## INPUT DATA
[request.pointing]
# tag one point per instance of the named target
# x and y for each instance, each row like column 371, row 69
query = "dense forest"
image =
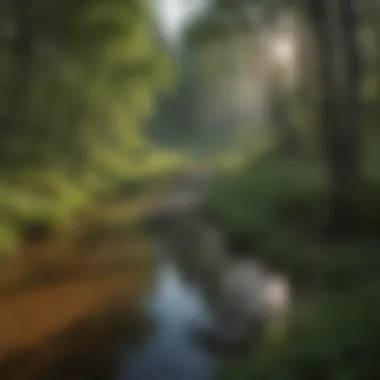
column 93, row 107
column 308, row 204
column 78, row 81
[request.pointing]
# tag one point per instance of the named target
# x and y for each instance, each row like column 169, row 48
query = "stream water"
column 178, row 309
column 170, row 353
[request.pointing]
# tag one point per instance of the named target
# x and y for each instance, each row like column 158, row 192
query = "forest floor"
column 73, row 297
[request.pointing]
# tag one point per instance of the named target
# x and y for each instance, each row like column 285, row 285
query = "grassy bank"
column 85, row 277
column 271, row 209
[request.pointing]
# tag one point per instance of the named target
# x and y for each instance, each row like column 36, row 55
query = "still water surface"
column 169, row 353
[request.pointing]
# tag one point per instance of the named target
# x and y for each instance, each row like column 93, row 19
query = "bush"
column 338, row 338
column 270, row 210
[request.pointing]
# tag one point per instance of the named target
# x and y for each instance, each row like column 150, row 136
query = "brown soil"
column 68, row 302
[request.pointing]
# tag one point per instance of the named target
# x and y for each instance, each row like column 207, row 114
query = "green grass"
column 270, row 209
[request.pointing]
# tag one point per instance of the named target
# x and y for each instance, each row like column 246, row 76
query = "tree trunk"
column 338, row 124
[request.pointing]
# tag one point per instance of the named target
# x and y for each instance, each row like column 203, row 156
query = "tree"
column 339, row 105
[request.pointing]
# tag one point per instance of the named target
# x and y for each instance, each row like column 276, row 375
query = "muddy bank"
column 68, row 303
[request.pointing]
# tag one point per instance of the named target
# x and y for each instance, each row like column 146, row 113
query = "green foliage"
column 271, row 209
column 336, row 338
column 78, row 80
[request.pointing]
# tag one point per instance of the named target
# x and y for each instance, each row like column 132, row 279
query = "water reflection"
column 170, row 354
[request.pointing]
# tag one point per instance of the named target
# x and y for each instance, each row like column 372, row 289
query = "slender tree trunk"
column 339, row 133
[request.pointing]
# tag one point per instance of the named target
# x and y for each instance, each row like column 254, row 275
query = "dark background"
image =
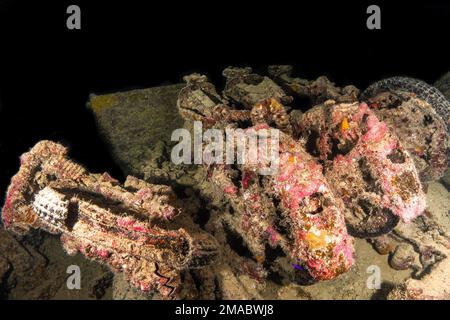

---

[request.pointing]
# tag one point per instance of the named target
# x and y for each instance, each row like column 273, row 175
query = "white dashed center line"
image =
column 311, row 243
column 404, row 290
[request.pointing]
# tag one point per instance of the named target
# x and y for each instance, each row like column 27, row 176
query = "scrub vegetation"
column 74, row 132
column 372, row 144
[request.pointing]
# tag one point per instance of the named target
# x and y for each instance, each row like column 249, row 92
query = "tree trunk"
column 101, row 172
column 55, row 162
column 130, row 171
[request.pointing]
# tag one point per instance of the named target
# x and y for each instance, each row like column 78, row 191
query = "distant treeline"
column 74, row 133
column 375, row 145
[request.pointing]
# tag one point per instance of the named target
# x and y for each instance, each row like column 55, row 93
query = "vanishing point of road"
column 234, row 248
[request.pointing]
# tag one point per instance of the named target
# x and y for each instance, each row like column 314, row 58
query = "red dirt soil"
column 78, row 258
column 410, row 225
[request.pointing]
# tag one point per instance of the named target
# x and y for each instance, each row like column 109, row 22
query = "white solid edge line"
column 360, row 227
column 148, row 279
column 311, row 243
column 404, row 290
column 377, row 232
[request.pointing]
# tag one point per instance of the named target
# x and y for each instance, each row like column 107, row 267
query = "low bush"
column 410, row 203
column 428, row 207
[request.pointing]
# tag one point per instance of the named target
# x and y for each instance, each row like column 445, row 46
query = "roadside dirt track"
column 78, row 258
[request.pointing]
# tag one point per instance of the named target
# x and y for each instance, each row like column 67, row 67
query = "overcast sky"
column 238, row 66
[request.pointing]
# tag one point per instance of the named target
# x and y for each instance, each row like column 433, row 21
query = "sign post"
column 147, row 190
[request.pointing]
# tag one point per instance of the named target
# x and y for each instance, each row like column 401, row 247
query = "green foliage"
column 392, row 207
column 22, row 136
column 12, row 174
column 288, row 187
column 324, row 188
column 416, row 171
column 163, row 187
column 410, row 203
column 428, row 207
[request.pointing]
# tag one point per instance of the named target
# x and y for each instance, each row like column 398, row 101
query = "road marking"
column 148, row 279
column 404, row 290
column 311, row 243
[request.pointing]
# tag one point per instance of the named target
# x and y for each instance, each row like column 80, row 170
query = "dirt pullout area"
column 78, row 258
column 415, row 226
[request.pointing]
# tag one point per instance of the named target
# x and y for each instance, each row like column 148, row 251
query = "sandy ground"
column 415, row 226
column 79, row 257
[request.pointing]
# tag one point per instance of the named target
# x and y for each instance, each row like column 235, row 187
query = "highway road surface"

==

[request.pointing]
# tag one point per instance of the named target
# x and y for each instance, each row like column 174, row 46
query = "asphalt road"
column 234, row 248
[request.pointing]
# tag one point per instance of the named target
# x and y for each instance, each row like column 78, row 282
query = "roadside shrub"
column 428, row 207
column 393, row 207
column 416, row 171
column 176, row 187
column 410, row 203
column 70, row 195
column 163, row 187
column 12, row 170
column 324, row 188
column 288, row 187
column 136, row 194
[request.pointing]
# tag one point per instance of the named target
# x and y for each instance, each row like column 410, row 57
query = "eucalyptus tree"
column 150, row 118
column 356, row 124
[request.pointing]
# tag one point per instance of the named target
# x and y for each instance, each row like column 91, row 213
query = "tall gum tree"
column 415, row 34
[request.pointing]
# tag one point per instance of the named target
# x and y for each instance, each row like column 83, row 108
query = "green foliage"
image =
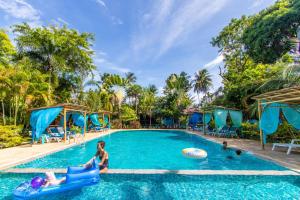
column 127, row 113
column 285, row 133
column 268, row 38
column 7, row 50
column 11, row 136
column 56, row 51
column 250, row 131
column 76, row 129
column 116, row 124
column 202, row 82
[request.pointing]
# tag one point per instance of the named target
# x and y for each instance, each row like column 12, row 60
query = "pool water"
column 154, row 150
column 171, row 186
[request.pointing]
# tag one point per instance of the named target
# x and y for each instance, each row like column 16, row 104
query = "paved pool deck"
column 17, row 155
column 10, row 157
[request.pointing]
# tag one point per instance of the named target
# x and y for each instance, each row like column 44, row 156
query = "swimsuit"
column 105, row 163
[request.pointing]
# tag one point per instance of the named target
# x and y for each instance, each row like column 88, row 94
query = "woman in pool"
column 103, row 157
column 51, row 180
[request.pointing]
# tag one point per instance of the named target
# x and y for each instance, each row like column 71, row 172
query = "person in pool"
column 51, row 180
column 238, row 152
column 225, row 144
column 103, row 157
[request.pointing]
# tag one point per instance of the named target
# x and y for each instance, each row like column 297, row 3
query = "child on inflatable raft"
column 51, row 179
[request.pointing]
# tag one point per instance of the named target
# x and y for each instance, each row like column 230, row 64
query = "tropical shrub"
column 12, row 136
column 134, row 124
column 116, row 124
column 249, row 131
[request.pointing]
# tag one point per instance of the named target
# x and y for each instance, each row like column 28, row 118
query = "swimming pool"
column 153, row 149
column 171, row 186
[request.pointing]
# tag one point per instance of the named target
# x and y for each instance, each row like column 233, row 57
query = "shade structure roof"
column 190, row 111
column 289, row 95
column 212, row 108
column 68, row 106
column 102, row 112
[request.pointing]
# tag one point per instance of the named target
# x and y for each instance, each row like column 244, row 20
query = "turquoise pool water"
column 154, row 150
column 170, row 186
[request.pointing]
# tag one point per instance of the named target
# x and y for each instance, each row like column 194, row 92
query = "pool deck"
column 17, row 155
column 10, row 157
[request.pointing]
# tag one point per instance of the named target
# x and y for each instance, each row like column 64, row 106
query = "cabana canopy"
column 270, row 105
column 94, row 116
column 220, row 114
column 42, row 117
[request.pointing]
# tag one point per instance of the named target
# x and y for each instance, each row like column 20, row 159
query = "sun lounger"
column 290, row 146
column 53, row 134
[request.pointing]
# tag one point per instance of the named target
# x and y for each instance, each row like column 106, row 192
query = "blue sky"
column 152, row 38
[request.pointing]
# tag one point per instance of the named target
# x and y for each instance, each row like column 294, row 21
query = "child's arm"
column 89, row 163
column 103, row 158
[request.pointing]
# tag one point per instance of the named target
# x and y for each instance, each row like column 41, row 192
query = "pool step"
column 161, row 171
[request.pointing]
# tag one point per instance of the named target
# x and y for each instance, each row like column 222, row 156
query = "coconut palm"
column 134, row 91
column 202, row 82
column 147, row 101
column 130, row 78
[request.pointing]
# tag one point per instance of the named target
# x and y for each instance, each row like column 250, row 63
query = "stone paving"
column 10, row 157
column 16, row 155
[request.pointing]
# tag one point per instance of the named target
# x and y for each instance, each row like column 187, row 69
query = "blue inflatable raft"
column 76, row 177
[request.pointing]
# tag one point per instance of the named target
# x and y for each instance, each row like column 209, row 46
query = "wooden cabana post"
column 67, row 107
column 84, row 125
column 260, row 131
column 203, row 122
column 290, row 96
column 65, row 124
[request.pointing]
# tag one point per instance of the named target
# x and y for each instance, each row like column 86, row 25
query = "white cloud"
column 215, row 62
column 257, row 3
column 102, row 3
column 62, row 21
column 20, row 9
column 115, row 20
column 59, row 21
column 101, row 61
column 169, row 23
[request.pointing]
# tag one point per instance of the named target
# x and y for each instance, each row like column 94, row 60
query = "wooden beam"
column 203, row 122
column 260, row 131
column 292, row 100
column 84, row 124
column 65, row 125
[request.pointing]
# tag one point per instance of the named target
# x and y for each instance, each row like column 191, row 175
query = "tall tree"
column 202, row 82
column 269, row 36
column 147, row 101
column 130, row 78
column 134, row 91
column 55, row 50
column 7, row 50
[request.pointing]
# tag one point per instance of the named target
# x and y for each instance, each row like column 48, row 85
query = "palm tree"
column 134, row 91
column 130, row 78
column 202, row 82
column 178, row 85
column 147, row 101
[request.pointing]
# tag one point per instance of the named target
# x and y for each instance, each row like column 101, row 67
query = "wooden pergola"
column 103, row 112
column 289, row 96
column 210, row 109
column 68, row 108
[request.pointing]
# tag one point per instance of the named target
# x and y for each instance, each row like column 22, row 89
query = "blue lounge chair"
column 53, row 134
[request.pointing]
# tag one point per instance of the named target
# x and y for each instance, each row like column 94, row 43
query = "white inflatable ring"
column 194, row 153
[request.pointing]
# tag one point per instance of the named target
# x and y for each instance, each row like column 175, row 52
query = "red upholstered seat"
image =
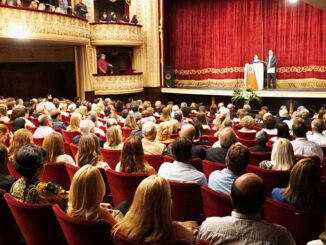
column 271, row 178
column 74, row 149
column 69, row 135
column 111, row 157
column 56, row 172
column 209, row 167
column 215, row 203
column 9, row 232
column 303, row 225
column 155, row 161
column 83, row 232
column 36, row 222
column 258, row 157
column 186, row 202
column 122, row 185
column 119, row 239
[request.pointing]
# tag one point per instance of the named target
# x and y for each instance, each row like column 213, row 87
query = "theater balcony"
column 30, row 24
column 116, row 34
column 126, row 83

## EXERCISE
All that belongs in your answer is the stretch of entries above from the line with "314, row 58" through the line with "80, row 170", printed exactly.

## ANSWER BELOW
# x and y for each instance, each row like column 314, row 58
query = "red dirt soil"
column 78, row 258
column 410, row 225
[request.pointing]
# tag one point per instance of the named target
# x and y for each instance, each row like column 109, row 22
query = "white solid edge line"
column 360, row 227
column 148, row 279
column 311, row 243
column 404, row 290
column 377, row 232
[request.pointing]
# tag one point per instance of the named target
# x and y for each instance, each row like column 107, row 267
query = "low bush"
column 410, row 203
column 428, row 207
[request.pointing]
# tag one point per instance of the named target
# x and y for each instance, each row like column 445, row 46
query = "roadside dirt track"
column 78, row 258
[request.pointing]
# tag one point per instance of the named target
# x and y for each instance, each row like column 67, row 67
query = "overcast sky"
column 238, row 66
[request.pointing]
# tag one point per instance of the named target
# x and y for each instance, each row like column 433, row 21
query = "sign post"
column 147, row 190
[request.pointing]
# tag one point per instance of the named target
# x and y for each instance, each row like column 401, row 247
query = "green foliage"
column 392, row 207
column 22, row 136
column 12, row 174
column 288, row 187
column 324, row 188
column 416, row 171
column 163, row 187
column 410, row 203
column 428, row 207
[request.pointing]
# tag one point per instance of the named target
# x and y for each instance, each row like column 398, row 101
query = "road marking"
column 148, row 279
column 404, row 290
column 311, row 243
[request.pointing]
# tag one point per instance of the named target
# x and y for each instance, each row like column 80, row 170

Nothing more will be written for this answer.